- [Dataset entries]:
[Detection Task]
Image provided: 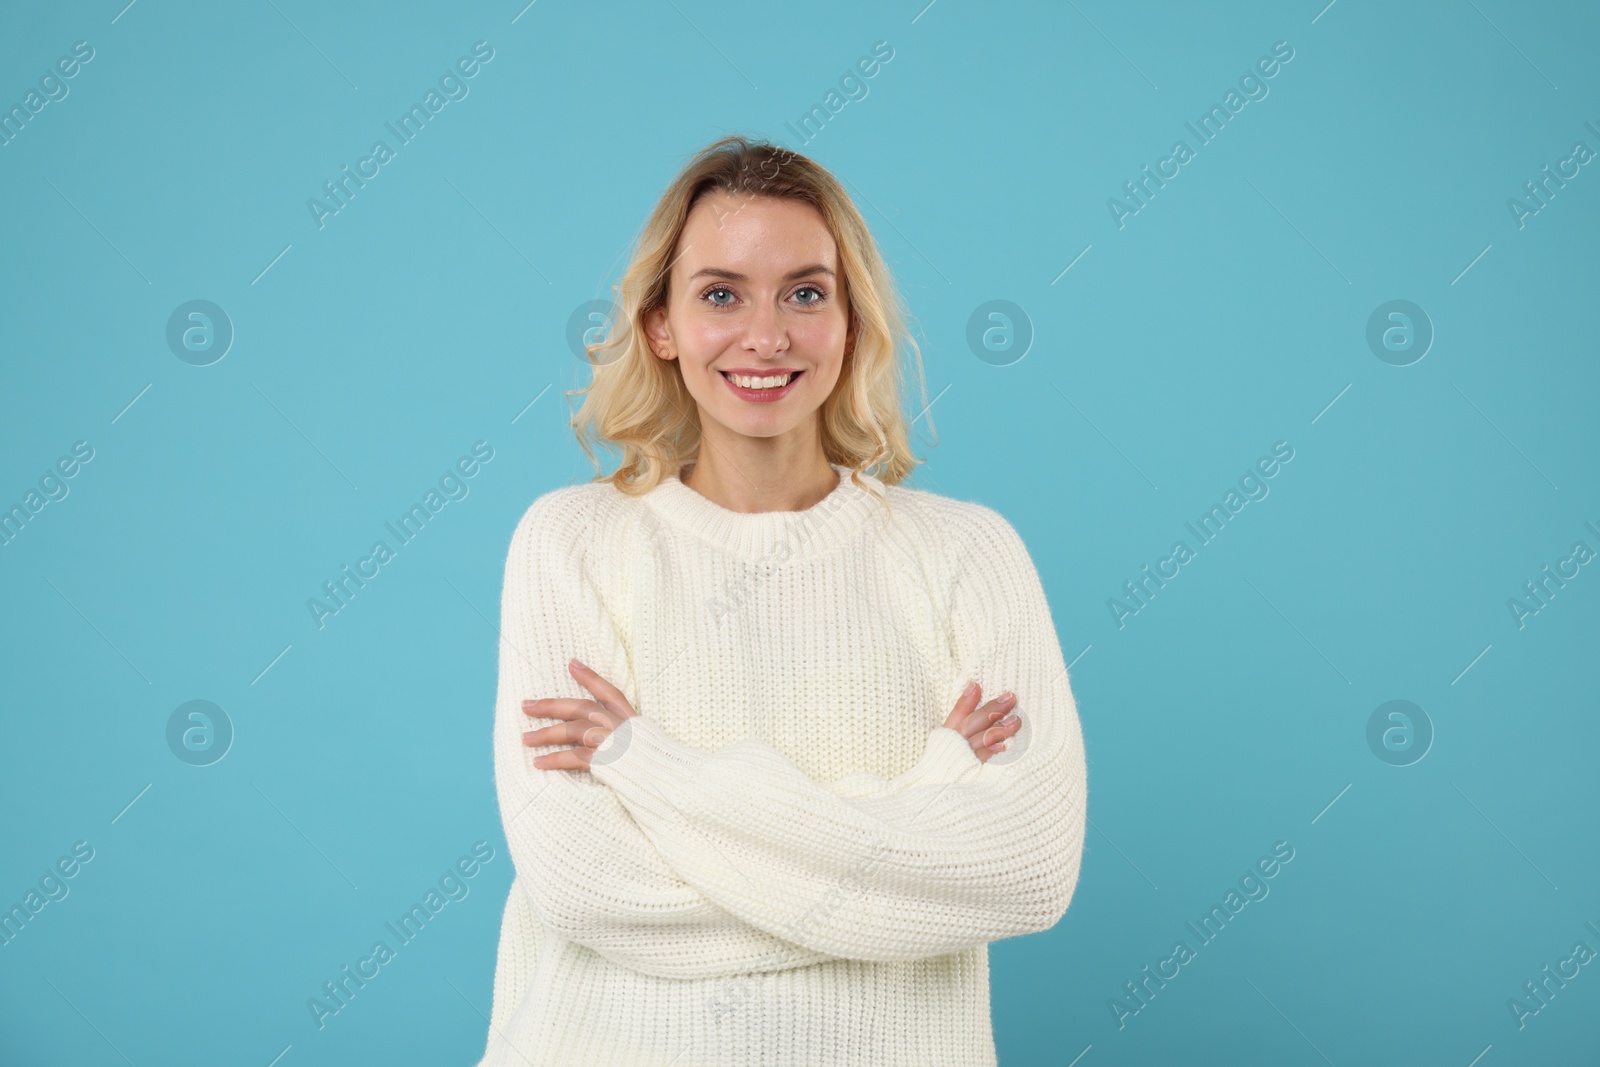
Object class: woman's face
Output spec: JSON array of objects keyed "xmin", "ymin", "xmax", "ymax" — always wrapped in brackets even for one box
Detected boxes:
[{"xmin": 646, "ymin": 191, "xmax": 851, "ymax": 450}]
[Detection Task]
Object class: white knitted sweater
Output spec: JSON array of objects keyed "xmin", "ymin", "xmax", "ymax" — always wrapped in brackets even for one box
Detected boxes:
[{"xmin": 476, "ymin": 462, "xmax": 1087, "ymax": 1066}]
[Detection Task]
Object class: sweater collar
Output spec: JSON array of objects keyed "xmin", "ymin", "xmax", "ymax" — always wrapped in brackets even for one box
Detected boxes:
[{"xmin": 643, "ymin": 462, "xmax": 884, "ymax": 563}]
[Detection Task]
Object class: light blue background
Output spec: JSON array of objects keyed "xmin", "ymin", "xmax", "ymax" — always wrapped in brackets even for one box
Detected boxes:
[{"xmin": 2, "ymin": 1, "xmax": 1597, "ymax": 1064}]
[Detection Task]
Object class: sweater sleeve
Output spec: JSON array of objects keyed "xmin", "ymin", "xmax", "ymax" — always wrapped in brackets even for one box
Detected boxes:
[
  {"xmin": 492, "ymin": 489, "xmax": 983, "ymax": 980},
  {"xmin": 589, "ymin": 503, "xmax": 1088, "ymax": 963}
]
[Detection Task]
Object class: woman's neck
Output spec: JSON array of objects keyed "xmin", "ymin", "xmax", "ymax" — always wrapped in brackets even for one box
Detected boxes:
[{"xmin": 680, "ymin": 446, "xmax": 840, "ymax": 515}]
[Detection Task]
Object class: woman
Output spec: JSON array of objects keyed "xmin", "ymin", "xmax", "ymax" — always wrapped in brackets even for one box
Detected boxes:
[{"xmin": 477, "ymin": 135, "xmax": 1087, "ymax": 1066}]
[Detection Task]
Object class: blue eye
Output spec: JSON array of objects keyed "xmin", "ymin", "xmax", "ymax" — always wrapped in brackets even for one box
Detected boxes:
[{"xmin": 699, "ymin": 284, "xmax": 827, "ymax": 308}]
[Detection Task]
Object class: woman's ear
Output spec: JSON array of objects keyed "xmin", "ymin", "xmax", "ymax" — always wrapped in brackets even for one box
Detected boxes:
[{"xmin": 644, "ymin": 306, "xmax": 674, "ymax": 361}]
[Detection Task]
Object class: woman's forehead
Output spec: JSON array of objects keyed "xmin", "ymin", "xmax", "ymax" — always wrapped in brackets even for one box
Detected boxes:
[{"xmin": 681, "ymin": 193, "xmax": 837, "ymax": 266}]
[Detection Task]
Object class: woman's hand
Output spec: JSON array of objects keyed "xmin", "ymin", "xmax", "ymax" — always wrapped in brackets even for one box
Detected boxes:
[
  {"xmin": 942, "ymin": 680, "xmax": 1019, "ymax": 763},
  {"xmin": 522, "ymin": 659, "xmax": 637, "ymax": 771}
]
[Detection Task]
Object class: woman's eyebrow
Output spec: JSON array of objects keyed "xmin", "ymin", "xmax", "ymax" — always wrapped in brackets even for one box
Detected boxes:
[{"xmin": 687, "ymin": 264, "xmax": 835, "ymax": 282}]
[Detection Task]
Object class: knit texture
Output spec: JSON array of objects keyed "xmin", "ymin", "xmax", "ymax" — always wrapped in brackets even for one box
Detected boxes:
[{"xmin": 475, "ymin": 462, "xmax": 1087, "ymax": 1066}]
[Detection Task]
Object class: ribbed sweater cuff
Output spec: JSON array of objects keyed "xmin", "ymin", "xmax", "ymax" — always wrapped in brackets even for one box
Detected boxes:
[
  {"xmin": 917, "ymin": 726, "xmax": 984, "ymax": 783},
  {"xmin": 589, "ymin": 714, "xmax": 706, "ymax": 800}
]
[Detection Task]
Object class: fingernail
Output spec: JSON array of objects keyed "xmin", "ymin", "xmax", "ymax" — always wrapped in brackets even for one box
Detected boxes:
[
  {"xmin": 570, "ymin": 658, "xmax": 586, "ymax": 670},
  {"xmin": 1001, "ymin": 714, "xmax": 1018, "ymax": 726},
  {"xmin": 998, "ymin": 692, "xmax": 1015, "ymax": 705},
  {"xmin": 964, "ymin": 680, "xmax": 978, "ymax": 698}
]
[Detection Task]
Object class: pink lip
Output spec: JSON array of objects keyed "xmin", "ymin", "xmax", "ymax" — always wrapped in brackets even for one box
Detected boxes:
[{"xmin": 720, "ymin": 369, "xmax": 803, "ymax": 403}]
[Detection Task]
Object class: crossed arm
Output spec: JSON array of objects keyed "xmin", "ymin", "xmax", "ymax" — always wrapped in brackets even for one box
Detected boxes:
[{"xmin": 493, "ymin": 488, "xmax": 1087, "ymax": 979}]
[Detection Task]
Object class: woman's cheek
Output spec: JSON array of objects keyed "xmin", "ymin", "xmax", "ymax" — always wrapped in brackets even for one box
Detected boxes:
[
  {"xmin": 693, "ymin": 319, "xmax": 744, "ymax": 354},
  {"xmin": 791, "ymin": 315, "xmax": 848, "ymax": 357}
]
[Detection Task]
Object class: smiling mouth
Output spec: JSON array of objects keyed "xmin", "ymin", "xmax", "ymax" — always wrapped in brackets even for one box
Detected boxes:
[{"xmin": 720, "ymin": 370, "xmax": 803, "ymax": 390}]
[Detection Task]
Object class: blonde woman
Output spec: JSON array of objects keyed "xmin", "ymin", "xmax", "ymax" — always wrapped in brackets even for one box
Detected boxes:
[{"xmin": 477, "ymin": 135, "xmax": 1087, "ymax": 1066}]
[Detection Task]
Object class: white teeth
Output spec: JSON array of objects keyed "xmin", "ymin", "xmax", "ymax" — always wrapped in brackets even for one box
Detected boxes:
[{"xmin": 725, "ymin": 372, "xmax": 794, "ymax": 390}]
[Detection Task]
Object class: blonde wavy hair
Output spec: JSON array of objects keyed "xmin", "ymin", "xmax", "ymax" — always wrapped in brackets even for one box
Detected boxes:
[{"xmin": 569, "ymin": 134, "xmax": 933, "ymax": 499}]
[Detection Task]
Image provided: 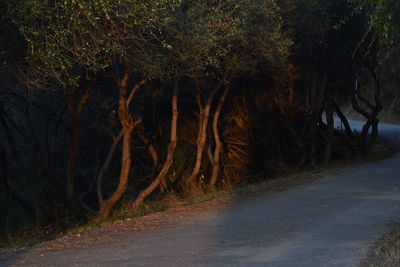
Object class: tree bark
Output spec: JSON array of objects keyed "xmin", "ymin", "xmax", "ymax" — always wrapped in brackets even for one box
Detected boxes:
[
  {"xmin": 98, "ymin": 75, "xmax": 143, "ymax": 219},
  {"xmin": 137, "ymin": 128, "xmax": 159, "ymax": 173},
  {"xmin": 332, "ymin": 99, "xmax": 354, "ymax": 140},
  {"xmin": 96, "ymin": 130, "xmax": 124, "ymax": 207},
  {"xmin": 351, "ymin": 71, "xmax": 381, "ymax": 155},
  {"xmin": 309, "ymin": 72, "xmax": 327, "ymax": 167},
  {"xmin": 98, "ymin": 124, "xmax": 136, "ymax": 219},
  {"xmin": 187, "ymin": 83, "xmax": 222, "ymax": 188},
  {"xmin": 324, "ymin": 77, "xmax": 333, "ymax": 165},
  {"xmin": 209, "ymin": 87, "xmax": 230, "ymax": 188},
  {"xmin": 332, "ymin": 99, "xmax": 356, "ymax": 157},
  {"xmin": 309, "ymin": 74, "xmax": 318, "ymax": 168},
  {"xmin": 132, "ymin": 81, "xmax": 179, "ymax": 211},
  {"xmin": 283, "ymin": 117, "xmax": 306, "ymax": 165},
  {"xmin": 66, "ymin": 82, "xmax": 94, "ymax": 218}
]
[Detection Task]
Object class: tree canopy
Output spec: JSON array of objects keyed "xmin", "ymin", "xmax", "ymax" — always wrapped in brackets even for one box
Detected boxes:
[{"xmin": 0, "ymin": 0, "xmax": 398, "ymax": 242}]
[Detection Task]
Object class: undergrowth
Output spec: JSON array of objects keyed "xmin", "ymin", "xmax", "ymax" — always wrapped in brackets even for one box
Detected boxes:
[
  {"xmin": 360, "ymin": 227, "xmax": 400, "ymax": 267},
  {"xmin": 1, "ymin": 136, "xmax": 398, "ymax": 257}
]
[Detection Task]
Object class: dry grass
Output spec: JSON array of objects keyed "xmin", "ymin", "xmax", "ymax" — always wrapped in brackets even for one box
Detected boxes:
[
  {"xmin": 358, "ymin": 136, "xmax": 400, "ymax": 267},
  {"xmin": 360, "ymin": 227, "xmax": 400, "ymax": 267}
]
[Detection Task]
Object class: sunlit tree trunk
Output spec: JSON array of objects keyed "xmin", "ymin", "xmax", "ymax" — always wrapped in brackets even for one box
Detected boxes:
[
  {"xmin": 209, "ymin": 87, "xmax": 229, "ymax": 189},
  {"xmin": 132, "ymin": 81, "xmax": 179, "ymax": 211},
  {"xmin": 98, "ymin": 74, "xmax": 142, "ymax": 219},
  {"xmin": 187, "ymin": 82, "xmax": 223, "ymax": 189}
]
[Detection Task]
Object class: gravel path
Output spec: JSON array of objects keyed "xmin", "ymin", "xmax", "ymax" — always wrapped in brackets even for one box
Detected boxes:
[{"xmin": 2, "ymin": 119, "xmax": 400, "ymax": 267}]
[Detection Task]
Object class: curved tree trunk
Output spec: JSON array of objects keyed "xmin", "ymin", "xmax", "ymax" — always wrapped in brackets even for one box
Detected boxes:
[
  {"xmin": 132, "ymin": 81, "xmax": 179, "ymax": 211},
  {"xmin": 98, "ymin": 75, "xmax": 143, "ymax": 219},
  {"xmin": 137, "ymin": 128, "xmax": 159, "ymax": 179},
  {"xmin": 96, "ymin": 130, "xmax": 124, "ymax": 208},
  {"xmin": 352, "ymin": 71, "xmax": 382, "ymax": 155},
  {"xmin": 332, "ymin": 99, "xmax": 354, "ymax": 140},
  {"xmin": 209, "ymin": 87, "xmax": 230, "ymax": 188},
  {"xmin": 332, "ymin": 99, "xmax": 356, "ymax": 158},
  {"xmin": 98, "ymin": 125, "xmax": 136, "ymax": 219},
  {"xmin": 187, "ymin": 84, "xmax": 221, "ymax": 188}
]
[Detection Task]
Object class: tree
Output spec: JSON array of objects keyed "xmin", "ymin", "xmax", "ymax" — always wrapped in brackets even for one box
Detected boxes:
[
  {"xmin": 12, "ymin": 0, "xmax": 184, "ymax": 219},
  {"xmin": 181, "ymin": 0, "xmax": 291, "ymax": 190}
]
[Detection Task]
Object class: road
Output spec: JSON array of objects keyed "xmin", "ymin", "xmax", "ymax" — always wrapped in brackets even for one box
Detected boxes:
[{"xmin": 2, "ymin": 119, "xmax": 400, "ymax": 266}]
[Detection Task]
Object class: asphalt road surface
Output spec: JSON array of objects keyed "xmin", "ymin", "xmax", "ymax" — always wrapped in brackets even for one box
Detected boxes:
[{"xmin": 3, "ymin": 119, "xmax": 400, "ymax": 267}]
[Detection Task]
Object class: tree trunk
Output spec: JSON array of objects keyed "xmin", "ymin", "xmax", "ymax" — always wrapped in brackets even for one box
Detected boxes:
[
  {"xmin": 351, "ymin": 71, "xmax": 381, "ymax": 155},
  {"xmin": 97, "ymin": 130, "xmax": 124, "ymax": 208},
  {"xmin": 98, "ymin": 125, "xmax": 135, "ymax": 219},
  {"xmin": 132, "ymin": 81, "xmax": 179, "ymax": 211},
  {"xmin": 209, "ymin": 87, "xmax": 229, "ymax": 188},
  {"xmin": 98, "ymin": 75, "xmax": 142, "ymax": 219},
  {"xmin": 283, "ymin": 117, "xmax": 306, "ymax": 165},
  {"xmin": 332, "ymin": 99, "xmax": 356, "ymax": 157},
  {"xmin": 324, "ymin": 80, "xmax": 333, "ymax": 165},
  {"xmin": 137, "ymin": 128, "xmax": 159, "ymax": 180},
  {"xmin": 309, "ymin": 74, "xmax": 318, "ymax": 168},
  {"xmin": 187, "ymin": 84, "xmax": 220, "ymax": 188},
  {"xmin": 332, "ymin": 99, "xmax": 354, "ymax": 140},
  {"xmin": 66, "ymin": 82, "xmax": 94, "ymax": 218},
  {"xmin": 309, "ymin": 72, "xmax": 327, "ymax": 167}
]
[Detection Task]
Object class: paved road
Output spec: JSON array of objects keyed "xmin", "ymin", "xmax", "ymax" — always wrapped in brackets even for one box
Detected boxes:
[{"xmin": 3, "ymin": 119, "xmax": 400, "ymax": 266}]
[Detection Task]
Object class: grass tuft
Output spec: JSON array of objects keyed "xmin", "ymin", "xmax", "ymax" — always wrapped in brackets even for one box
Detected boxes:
[{"xmin": 360, "ymin": 227, "xmax": 400, "ymax": 267}]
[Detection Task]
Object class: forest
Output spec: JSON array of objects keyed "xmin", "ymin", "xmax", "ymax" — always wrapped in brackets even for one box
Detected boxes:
[{"xmin": 0, "ymin": 0, "xmax": 399, "ymax": 243}]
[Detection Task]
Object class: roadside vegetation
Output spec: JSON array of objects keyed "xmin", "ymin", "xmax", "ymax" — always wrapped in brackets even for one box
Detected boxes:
[
  {"xmin": 0, "ymin": 0, "xmax": 399, "ymax": 254},
  {"xmin": 360, "ymin": 227, "xmax": 400, "ymax": 267},
  {"xmin": 1, "ymin": 137, "xmax": 396, "ymax": 255}
]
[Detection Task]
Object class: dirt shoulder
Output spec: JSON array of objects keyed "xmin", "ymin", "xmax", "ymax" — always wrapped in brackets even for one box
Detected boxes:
[{"xmin": 0, "ymin": 164, "xmax": 332, "ymax": 261}]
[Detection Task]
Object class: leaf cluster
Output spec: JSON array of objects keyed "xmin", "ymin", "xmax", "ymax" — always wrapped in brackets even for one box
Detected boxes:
[{"xmin": 9, "ymin": 0, "xmax": 291, "ymax": 87}]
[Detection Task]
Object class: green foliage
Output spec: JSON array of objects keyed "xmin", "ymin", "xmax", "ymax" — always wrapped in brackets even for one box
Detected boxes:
[
  {"xmin": 7, "ymin": 0, "xmax": 292, "ymax": 88},
  {"xmin": 171, "ymin": 0, "xmax": 291, "ymax": 81},
  {"xmin": 8, "ymin": 0, "xmax": 184, "ymax": 86},
  {"xmin": 351, "ymin": 0, "xmax": 400, "ymax": 55}
]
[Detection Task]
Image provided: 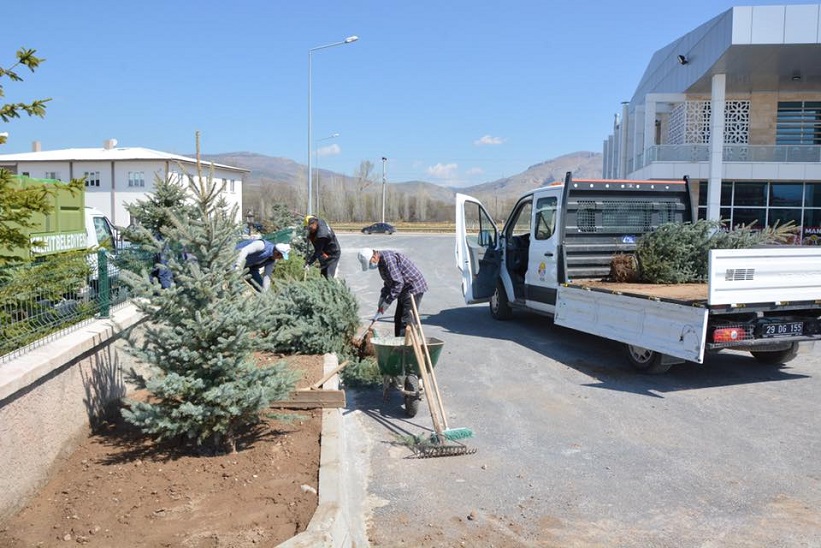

- [PROBLEM]: Among the lines above, please find those with "woman" and copy them.

- [RESPONSE AREA]:
Object class: woman's face
Object class: woman's neck
Object class: woman
Object class: woman's ear
Object class: woman's forehead
Object class: woman's hand
Object class: woman's eyebrow
Object class: woman's cheek
Object class: blonde woman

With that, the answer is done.